EXERCISE TASK
Copy out every line of the material below, requests included, but scale each point coordinate in the answers by 0.9 and round it to the nearest whole number, with halves rounded up.

[start LISTED RECORDS]

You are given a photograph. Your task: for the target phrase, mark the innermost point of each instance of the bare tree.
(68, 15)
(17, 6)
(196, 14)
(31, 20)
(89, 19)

[end LISTED RECORDS]

TASK RESPONSE
You are given a photograph. Your task: for the target phrase, mark the innermost point of each instance of the bare tree.
(61, 14)
(15, 5)
(176, 13)
(28, 18)
(80, 17)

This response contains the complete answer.